Task requirements:
1. Answer these questions from the syllabus:
(a) In which office can the instructor be found?
(b) Which requirement does the course satisfy?
(c) With which disciplines is the course specifically linked?
2. Rewrite everything in the rows from the line containing "Each instance of the hillside" down to the line containing "[[406, 99]]", both ends included, and give only those lines. Leave the requests unchanged, but multiply every coordinate in the answers by 0.3 and round to whole numbers, with halves rounded up.

Supplied text:

########################################

Rise and Fall of Early Empires
Dr. Erika Lauren Lindgren 314 Luther Hall
firstname.lastname@example.org 352-8201 http://faculty.wartburg.edu/lindgrene
Office Hours: M F 9:05-10:05, T 1:30-2:30 and by appointment
This course is a comparative study of pre-modern empires, focusing primarily on non-western civilizations.
Course Goals: By the end of the term you should be able to:
1. Express a broad understanding of how early empires developed, maintained, and lost control. This is the “Big Picture.”
2. Show knowledge of the key historical figures, events and institutions that shaped these empires.
3. Read, discuss, and write about the sources [written and artistic] of our knowledge of early empires, as well as modern scholarship on the topic.
4. Understand how historians and art historians practice their craft.
5. Uncover some of the links between our current society and that of the past.
6. Have some fun!
The course satisfies the Diversity Across the Curriculum requirement. This course is also Interconnected with Humanities/Fine Arts, and is linked specifically with the disciplines of Art and Architecture.

########################################

[A run of records]
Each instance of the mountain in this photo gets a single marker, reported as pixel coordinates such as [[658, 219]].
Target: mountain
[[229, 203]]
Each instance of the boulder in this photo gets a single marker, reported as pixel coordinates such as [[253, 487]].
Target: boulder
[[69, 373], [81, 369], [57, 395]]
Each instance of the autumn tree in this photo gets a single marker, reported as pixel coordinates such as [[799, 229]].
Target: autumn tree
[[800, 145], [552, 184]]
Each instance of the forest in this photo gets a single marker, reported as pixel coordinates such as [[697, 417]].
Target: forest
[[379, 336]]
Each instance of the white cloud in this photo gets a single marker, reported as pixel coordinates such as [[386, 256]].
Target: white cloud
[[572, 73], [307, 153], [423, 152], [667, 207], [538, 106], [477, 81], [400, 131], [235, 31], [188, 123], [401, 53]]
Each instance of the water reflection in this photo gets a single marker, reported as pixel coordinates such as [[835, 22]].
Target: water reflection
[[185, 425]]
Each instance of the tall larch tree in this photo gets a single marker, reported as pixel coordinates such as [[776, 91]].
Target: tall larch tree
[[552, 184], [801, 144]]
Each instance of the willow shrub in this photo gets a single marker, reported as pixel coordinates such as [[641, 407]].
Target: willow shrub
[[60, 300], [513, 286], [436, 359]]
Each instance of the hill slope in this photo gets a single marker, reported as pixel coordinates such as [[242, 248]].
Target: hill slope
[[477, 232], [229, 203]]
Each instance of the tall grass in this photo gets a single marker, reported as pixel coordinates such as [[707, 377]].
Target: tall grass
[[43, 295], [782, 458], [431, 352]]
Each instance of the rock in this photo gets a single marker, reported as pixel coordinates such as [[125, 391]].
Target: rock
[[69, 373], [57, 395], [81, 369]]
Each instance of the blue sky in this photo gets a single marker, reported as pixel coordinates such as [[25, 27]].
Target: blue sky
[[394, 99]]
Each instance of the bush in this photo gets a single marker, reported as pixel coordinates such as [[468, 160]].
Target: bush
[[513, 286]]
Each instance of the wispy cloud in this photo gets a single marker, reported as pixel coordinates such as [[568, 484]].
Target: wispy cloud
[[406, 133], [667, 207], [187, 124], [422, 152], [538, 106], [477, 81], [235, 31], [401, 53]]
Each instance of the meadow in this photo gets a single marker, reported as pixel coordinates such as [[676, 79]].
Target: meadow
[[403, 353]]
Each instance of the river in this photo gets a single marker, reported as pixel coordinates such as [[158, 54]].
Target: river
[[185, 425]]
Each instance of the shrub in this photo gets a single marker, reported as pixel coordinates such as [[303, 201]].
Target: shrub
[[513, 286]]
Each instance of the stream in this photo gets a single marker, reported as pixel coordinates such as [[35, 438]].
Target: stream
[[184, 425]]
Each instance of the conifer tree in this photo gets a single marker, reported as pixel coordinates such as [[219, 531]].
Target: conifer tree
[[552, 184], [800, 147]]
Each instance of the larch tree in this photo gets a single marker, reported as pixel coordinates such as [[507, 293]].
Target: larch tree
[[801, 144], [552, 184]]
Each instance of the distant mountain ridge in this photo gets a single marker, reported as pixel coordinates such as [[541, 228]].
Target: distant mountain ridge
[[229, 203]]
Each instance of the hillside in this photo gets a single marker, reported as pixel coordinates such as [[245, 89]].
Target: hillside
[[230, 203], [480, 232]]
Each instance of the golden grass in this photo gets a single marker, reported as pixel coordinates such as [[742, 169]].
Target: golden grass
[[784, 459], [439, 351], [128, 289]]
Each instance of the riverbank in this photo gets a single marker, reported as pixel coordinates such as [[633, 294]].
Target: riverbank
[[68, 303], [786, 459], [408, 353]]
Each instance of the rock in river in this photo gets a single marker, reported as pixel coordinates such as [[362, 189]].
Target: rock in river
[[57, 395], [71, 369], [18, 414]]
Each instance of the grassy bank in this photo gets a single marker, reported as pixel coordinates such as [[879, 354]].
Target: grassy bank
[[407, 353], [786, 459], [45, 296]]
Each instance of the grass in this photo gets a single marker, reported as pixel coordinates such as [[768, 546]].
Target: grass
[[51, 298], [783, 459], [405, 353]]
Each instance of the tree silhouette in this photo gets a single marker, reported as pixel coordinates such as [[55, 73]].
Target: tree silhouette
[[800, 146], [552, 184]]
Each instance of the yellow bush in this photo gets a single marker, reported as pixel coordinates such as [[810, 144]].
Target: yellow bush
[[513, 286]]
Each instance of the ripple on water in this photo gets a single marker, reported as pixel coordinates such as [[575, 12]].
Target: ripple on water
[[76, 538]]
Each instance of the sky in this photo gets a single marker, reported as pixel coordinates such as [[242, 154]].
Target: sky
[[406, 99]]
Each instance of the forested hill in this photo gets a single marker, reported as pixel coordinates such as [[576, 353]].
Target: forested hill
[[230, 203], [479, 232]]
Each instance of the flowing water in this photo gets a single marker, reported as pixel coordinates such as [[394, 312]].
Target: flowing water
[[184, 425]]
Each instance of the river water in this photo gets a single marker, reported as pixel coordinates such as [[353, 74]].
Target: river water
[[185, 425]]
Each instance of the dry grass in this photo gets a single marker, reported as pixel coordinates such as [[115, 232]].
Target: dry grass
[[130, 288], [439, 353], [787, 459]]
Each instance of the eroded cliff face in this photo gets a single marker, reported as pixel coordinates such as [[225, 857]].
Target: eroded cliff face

########################################

Answers for the exercise:
1.
(a) 314 Luther Hall
(b) The Diversity Across the Curriculum requirement
(c) Art and Architecture

2.
Each instance of the hillside in this photo gets a single marker, reported as pixel coordinates such as [[245, 89]].
Target: hillside
[[69, 61], [144, 70]]
Each instance of the golden grass in this photo gets a single marker, reported as pixel coordinates such as [[742, 169]].
Target: golden grass
[[235, 138], [132, 105], [38, 87]]
Each instance of the riverbank in this photo gets a single marker, reported as pixel coordinates such as [[633, 294]].
Target: riverbank
[[20, 91], [236, 138], [122, 106]]
Each instance of the rock in river in this photo gets a single marker, reported as pixel coordinates such as [[362, 189]].
Target: rock in river
[[17, 119], [21, 111], [5, 124]]
Each instance of the grassy bank in this photo gets a single marker, reported as pixel coordinates such as [[879, 354]].
Target: grassy bank
[[122, 106], [236, 138], [14, 89]]
Each instance of the grass in this photo gets a single marker, reported as pixel coordinates such as [[768, 546]].
Target: grass
[[15, 89], [235, 138], [122, 106]]
Each instance of the tree silhouette in this photo gets a single marker, reported as pixel coordinates such as [[55, 73]].
Target: tree silhouette
[[240, 44], [166, 55]]
Each instance of the yellow bush in this photo gets a single marker, reported as pixel coordinates such as [[810, 144]].
Target: yellow bush
[[154, 86]]
Each instance of the ripple on water in this photo gets a single marker, reported as pixel coordinates such as [[575, 12]].
Target: ripple on water
[[23, 161]]
Each instance of the sky in this photo gets a single marker, reported as pixel coordinates such as [[242, 154]].
Target: sky
[[122, 30]]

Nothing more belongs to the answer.